_Given text_.
# CBR Community  > Comics Should Be Good >  Greg Burgas Appreciation Thread!

## codystarbuck

Okay, so, I did this for Greg Hatcher, I thought I should also do it for the Earth-2 Greg, Greg Burgas.  I became addicted to and stuck in my 2 cents (a whole lot) on his Year of the Artist columns and things like What I Bought, Comics You Should Own, and Flippin' Through Previews.  Like Earth-1 Greg (yu guys can fight it out over who's on Earth-1 and 2), Greg B offers a lot of insight, a healthy dose of biting humor, some interesting recommendations, and slices of real life.  This is why I come to CBR and have since first discovering it.

For those of us who refuse to deal with Facebook, here's a place to comment on Greg's columns.  And make fun of Travis.

Here's an archive of past columns:  http://www.cbr.com/author/greg_burgas/

Have at it....

----------


## Greg Hatcher

Well, *I* appreciate Mr. Burgas. 

Here is something most of you probably don't know-- he is a really great dad. A lot of his best writing isn't actually on CBR at all-- it's on his blog about his special-needs daughter Mia, *The Daughter Chronicles.* He probably would prefer not to be gushed over but he and his wife Krys are pretty amazing parents. And one of my favorite things is watching him and my students shooting the breeze with each other when he comes to see us at Emerald City Con... he and Katrina used to go back and forth teasing each other all the time and Burgas usually let her win, because he's a good guy. 

So there it is, for the record.

----------


## son of booyah

> Well, *I* appreciate Mr. Burgas.


Me too. What happened to him in the reshuffle? He has good taste, is funny and the Review Time section was great. I'm bummed he's not posting right now.

----------


## codystarbuck

> Me too. What happened to him in the reshuffle? He has good taste, is funny and the Review Time section was great. I'm bummed he's not posting right now.


I've seen some Facebook posts, in relation to articles; but, that is it.  No idea beyond the blogs being dumped and the new format not really supporting the CBSG style of articles.  Greg Hatcher wound down his column; but, will have something else in the near future, elsewhere.  Maybe we will see Greg B on another platform.

----------


## Greg Hatcher

We can finally announce it. This is our new home: http://atomicjunkshop.com/

If you liked us on CSBG, this is where we are now. All that and more new things too.

----------

_Data to use_.
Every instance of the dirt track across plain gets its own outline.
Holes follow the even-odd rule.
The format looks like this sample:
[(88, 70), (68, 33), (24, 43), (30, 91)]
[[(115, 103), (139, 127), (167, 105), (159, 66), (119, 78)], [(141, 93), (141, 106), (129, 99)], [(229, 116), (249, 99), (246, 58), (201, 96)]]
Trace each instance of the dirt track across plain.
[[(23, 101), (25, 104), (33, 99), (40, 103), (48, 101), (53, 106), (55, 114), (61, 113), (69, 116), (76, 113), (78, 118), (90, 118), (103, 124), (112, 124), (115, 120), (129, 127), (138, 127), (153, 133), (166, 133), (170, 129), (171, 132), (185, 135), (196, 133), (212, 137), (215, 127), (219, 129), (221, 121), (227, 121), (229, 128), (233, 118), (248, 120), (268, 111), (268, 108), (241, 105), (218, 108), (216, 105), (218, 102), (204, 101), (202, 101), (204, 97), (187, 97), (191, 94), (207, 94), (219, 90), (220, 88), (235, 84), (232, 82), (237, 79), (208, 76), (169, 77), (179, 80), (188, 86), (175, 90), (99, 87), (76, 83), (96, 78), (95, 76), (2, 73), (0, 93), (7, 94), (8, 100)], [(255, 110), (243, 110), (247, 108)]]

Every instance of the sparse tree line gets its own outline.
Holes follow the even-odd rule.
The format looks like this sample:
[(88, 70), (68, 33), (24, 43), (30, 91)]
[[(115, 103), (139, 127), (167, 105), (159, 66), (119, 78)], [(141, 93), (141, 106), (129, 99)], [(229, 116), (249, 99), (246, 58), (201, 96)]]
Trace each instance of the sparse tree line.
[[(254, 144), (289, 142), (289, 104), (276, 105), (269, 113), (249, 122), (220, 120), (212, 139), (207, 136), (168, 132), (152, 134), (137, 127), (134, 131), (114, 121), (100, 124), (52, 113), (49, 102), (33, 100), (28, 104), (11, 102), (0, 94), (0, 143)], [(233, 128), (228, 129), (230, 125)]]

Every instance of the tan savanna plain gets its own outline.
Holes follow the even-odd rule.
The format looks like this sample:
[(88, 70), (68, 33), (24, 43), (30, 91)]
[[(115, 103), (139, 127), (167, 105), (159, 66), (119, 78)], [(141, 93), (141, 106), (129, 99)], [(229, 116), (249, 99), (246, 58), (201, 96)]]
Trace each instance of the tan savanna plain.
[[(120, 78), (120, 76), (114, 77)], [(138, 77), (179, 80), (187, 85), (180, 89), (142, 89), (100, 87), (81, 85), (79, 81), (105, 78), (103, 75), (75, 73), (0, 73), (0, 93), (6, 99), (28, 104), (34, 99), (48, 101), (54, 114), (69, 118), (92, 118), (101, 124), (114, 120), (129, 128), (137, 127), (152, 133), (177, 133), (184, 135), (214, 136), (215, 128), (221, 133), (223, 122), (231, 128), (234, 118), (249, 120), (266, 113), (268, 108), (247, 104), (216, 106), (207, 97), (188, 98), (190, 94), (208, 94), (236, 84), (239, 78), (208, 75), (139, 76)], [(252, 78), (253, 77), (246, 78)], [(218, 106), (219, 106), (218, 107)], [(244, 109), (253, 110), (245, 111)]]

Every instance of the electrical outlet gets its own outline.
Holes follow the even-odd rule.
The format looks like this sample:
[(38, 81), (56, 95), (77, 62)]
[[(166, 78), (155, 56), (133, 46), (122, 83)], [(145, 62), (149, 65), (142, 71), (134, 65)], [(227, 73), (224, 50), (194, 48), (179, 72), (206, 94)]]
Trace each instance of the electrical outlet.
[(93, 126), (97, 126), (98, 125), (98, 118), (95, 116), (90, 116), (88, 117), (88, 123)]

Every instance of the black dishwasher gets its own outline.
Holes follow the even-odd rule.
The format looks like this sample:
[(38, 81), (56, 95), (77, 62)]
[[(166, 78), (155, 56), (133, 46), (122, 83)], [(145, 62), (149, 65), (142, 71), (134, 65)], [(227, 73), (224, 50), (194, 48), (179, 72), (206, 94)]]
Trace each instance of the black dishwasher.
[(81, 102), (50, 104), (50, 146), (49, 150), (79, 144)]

_The tasks_.
1) Please copy the part of the Greg Burgas appreciation thread that opens with the words containing "I've seen some" and closes with "new things too.".
2) Rewrite the rows from the line containing "Every instance of the black" through the end of the rows, changing "black dishwasher" to "stainless steel dishwasher" and leaving everything else as it is.

_Answers to each task_.
1)
I've seen some Facebook posts, in relation to articles; but, that is it.  No idea beyond the blogs being dumped and the new format not really supporting the CBSG style of articles.  Greg Hatcher wound down his column; but, will have something else in the near future, elsewhere.  Maybe we will see Greg B on another platform.

----------


## Greg Hatcher

We can finally announce it. This is our new home: http://atomicjunkshop.com/

If you liked us on CSBG, this is where we are now. All that and more new things too.

2)
Every instance of the stainless steel dishwasher gets its own outline.
Holes follow the even-odd rule.
The format looks like this sample:
[(38, 81), (56, 95), (77, 62)]
[[(166, 78), (155, 56), (133, 46), (122, 83)], [(145, 62), (149, 65), (142, 71), (134, 65)], [(227, 73), (224, 50), (194, 48), (179, 72), (206, 94)]]
Trace each instance of the stainless steel dishwasher.
[(81, 102), (50, 104), (50, 146), (49, 150), (79, 144)]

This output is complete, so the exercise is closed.